• STATED EXERCISE
Rewrite every line of the rows below as a numbered list, skipping blank lines and omitting the pictures.

• GIVEN RECORDS

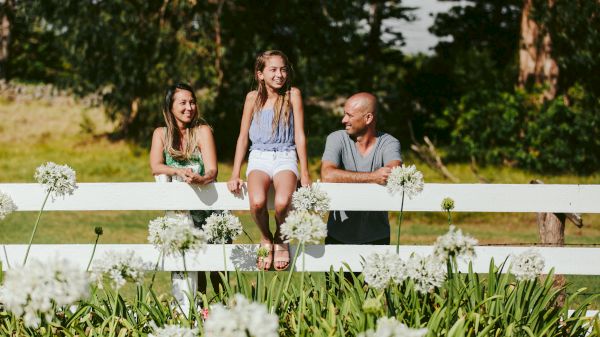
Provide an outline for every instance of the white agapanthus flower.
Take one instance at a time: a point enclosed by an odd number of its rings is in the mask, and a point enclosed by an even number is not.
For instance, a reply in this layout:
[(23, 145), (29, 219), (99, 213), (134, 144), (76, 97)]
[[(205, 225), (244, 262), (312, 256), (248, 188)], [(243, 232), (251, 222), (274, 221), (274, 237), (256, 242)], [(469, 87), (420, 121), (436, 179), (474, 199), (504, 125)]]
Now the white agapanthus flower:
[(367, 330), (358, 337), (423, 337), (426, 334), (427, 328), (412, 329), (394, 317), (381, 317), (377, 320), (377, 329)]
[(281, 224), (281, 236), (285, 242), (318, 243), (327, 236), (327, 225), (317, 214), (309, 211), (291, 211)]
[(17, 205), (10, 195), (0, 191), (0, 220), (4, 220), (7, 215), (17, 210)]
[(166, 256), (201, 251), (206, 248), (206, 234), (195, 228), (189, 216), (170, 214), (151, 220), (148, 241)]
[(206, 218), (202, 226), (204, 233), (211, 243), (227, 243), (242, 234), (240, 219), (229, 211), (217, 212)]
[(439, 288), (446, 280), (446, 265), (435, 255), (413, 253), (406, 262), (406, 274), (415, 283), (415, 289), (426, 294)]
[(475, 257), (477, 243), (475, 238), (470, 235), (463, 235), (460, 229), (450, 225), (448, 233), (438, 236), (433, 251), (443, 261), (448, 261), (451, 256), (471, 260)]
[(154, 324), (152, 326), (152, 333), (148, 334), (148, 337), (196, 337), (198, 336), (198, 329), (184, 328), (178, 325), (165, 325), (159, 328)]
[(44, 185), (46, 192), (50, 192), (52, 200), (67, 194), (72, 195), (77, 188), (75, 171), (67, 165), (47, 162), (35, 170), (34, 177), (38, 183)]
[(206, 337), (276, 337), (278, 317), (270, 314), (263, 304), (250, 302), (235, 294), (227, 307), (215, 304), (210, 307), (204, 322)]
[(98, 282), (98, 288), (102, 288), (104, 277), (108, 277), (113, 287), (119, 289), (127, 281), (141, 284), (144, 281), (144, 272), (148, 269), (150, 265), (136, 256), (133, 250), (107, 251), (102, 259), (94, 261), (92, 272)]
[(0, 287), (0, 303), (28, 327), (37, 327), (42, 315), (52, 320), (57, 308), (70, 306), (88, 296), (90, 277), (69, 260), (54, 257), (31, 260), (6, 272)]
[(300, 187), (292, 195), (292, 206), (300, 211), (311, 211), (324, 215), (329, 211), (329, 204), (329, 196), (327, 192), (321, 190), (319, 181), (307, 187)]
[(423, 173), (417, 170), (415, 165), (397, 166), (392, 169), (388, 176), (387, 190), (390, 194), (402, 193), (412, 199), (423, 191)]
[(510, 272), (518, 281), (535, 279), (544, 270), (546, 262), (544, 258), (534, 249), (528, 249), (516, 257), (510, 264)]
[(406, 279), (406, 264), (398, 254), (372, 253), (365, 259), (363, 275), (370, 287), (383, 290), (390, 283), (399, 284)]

• TASK RESPONSE
1. Provide an outline for every instance of the white agapanthus flower.
2. Take one instance at a time: a point enclosed by an odd number of its rings is in the mask, and a point enclosed by an even number is not.
3. For instance, a reply in this layout:
4. [(23, 145), (29, 219), (99, 213), (134, 144), (76, 97)]
5. [[(205, 225), (244, 262), (312, 256), (248, 188)], [(243, 232), (251, 222), (274, 221), (274, 237), (256, 242)], [(469, 87), (420, 121), (436, 179), (474, 199), (504, 125)]]
6. Now the white agapanthus flower:
7. [(367, 330), (358, 337), (423, 337), (426, 334), (427, 328), (412, 329), (394, 317), (381, 317), (377, 320), (377, 329)]
8. [(281, 224), (281, 236), (285, 242), (318, 243), (327, 236), (327, 225), (317, 214), (309, 211), (291, 211)]
9. [(17, 205), (10, 195), (0, 191), (0, 220), (4, 220), (7, 215), (17, 210)]
10. [(166, 256), (201, 251), (206, 248), (206, 234), (195, 228), (189, 216), (170, 214), (151, 220), (148, 241)]
11. [(206, 218), (202, 226), (204, 233), (211, 243), (227, 243), (242, 234), (240, 219), (229, 211), (217, 212)]
12. [(439, 288), (446, 280), (446, 265), (435, 255), (413, 253), (406, 262), (406, 274), (415, 283), (415, 289), (426, 294)]
13. [(475, 257), (477, 243), (475, 238), (470, 235), (463, 235), (460, 229), (450, 225), (448, 233), (438, 236), (433, 251), (443, 261), (448, 261), (451, 256), (471, 260)]
14. [(154, 324), (152, 326), (152, 333), (148, 334), (148, 337), (196, 337), (198, 336), (198, 329), (184, 328), (178, 325), (165, 325), (159, 328)]
15. [(44, 185), (46, 192), (50, 192), (52, 200), (67, 194), (72, 195), (77, 188), (75, 171), (67, 165), (47, 162), (35, 170), (34, 177), (38, 183)]
16. [(206, 337), (276, 337), (278, 317), (270, 314), (263, 304), (250, 302), (235, 294), (227, 307), (215, 304), (210, 307), (204, 322)]
17. [(98, 282), (98, 288), (102, 288), (104, 277), (108, 277), (113, 287), (119, 289), (127, 281), (141, 284), (144, 281), (144, 272), (148, 269), (150, 265), (136, 256), (133, 250), (107, 251), (102, 259), (94, 261), (92, 272)]
18. [(0, 287), (0, 303), (28, 327), (37, 327), (42, 315), (52, 320), (57, 308), (70, 306), (88, 296), (90, 277), (69, 260), (54, 257), (31, 260), (6, 272)]
19. [(300, 187), (292, 195), (292, 206), (300, 211), (311, 211), (324, 215), (329, 211), (329, 204), (329, 196), (327, 192), (321, 190), (319, 181), (307, 187)]
20. [(423, 173), (417, 170), (415, 165), (397, 166), (392, 169), (388, 176), (387, 190), (390, 194), (402, 193), (412, 199), (423, 191)]
21. [(510, 272), (518, 281), (535, 279), (544, 270), (546, 262), (544, 258), (534, 249), (528, 249), (516, 257), (510, 264)]
22. [(406, 279), (406, 264), (398, 254), (372, 253), (365, 259), (363, 275), (370, 287), (383, 290), (390, 283), (399, 284)]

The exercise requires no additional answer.